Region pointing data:
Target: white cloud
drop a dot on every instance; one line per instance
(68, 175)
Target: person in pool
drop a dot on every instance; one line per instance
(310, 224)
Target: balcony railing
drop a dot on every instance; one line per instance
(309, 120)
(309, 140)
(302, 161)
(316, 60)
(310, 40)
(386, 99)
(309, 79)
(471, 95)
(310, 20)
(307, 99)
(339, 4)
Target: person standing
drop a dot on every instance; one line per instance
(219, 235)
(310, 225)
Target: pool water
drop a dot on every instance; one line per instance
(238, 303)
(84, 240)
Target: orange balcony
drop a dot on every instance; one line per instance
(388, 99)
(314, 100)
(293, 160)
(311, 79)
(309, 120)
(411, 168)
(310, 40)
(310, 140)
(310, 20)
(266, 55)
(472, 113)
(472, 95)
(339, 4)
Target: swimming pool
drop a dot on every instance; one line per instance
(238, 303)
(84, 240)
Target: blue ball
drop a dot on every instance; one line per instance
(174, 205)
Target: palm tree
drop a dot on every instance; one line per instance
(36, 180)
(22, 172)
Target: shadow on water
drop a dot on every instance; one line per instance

▶ TASK TO COMPLETE
The line containing "Target: palm tree" marks where to begin; copy it and every later line exactly, through the end of the data.

▶ YOUR SOLUTION
Target: palm tree
drop a dot on every instance; one line per instance
(36, 180)
(22, 172)
Target: shadow on water
drop a dot on every instance; one line per instance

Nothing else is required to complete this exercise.